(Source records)
-=-=-=-=-

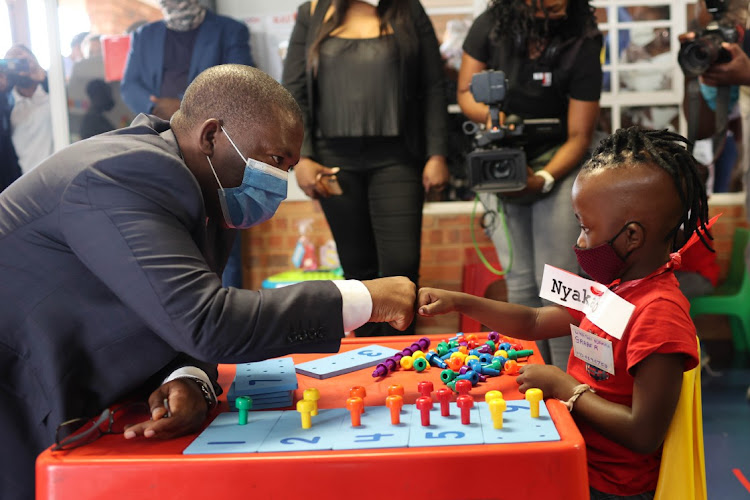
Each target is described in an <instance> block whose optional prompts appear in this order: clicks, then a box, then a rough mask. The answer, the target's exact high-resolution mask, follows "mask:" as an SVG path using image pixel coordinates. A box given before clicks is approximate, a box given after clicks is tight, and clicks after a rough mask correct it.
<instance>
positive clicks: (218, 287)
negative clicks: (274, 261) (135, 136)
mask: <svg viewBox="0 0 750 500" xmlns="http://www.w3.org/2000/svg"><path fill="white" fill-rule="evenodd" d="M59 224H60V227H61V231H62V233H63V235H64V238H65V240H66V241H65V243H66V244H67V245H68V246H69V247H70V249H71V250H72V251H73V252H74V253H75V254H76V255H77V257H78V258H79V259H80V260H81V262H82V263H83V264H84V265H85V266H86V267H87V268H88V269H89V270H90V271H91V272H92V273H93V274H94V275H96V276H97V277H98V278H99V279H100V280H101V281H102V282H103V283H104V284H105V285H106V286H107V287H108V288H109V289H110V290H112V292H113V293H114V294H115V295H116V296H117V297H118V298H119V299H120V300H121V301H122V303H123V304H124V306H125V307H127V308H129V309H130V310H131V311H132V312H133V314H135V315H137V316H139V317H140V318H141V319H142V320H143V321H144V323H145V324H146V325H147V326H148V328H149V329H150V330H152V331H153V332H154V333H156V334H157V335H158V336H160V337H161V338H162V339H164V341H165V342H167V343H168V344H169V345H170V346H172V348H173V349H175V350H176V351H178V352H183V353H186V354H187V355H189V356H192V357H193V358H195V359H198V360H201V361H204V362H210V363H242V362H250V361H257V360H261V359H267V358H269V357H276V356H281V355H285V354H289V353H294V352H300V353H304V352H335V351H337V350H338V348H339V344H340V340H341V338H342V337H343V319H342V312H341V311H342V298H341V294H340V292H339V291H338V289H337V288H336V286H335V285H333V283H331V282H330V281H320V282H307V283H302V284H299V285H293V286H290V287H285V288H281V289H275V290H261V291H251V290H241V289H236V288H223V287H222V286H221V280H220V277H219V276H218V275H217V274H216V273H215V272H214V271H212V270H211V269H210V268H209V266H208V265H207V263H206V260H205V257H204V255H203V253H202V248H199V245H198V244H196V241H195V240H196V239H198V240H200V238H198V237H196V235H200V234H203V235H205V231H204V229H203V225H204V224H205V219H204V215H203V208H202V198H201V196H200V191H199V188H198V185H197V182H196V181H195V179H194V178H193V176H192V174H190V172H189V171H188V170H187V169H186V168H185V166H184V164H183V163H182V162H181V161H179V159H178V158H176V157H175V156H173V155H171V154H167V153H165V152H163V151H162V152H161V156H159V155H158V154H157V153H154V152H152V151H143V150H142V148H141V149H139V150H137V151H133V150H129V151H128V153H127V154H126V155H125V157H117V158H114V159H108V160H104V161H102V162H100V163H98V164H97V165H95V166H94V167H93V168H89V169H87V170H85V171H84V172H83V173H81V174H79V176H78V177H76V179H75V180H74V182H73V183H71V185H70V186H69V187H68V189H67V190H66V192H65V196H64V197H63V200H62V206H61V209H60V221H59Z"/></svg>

-=-=-=-=-

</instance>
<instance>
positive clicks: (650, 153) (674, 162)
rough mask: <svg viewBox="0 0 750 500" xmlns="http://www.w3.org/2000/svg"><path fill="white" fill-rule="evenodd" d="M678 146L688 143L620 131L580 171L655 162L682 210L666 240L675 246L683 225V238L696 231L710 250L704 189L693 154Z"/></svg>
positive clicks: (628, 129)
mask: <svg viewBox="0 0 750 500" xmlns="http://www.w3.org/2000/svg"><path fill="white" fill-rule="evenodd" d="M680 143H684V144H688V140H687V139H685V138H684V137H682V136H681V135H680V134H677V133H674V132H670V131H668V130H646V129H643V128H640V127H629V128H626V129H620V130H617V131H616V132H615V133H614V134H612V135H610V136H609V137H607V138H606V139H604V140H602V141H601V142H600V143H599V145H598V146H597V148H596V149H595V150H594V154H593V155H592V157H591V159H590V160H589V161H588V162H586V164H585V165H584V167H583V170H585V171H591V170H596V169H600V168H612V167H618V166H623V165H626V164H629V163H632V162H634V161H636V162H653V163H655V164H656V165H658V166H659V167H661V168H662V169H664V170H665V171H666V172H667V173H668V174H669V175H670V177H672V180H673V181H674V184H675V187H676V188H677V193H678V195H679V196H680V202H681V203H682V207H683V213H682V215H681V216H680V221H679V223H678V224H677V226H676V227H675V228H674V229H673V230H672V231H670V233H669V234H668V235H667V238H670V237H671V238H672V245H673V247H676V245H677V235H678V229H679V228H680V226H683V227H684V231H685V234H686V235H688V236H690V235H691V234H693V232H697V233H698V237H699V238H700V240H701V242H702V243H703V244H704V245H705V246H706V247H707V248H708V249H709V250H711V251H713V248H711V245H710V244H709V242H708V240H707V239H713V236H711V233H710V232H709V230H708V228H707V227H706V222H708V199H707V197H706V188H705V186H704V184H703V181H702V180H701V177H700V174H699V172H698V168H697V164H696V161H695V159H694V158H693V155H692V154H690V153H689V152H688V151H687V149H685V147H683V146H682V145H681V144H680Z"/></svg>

-=-=-=-=-

-- Your task --
Starting with the line that contains "</instance>" and going on through the line that contains "positive clicks: (628, 129)", switch "rough mask" to "coarse mask". Give back only those lines, with everything else unchanged.

-- Response area --
</instance>
<instance>
positive clicks: (650, 153) (674, 162)
coarse mask: <svg viewBox="0 0 750 500" xmlns="http://www.w3.org/2000/svg"><path fill="white" fill-rule="evenodd" d="M678 146L688 143L620 131L580 171L655 162L682 210L666 240L675 246L683 225V238L696 231L710 250L704 189L693 154Z"/></svg>
positive clicks: (628, 129)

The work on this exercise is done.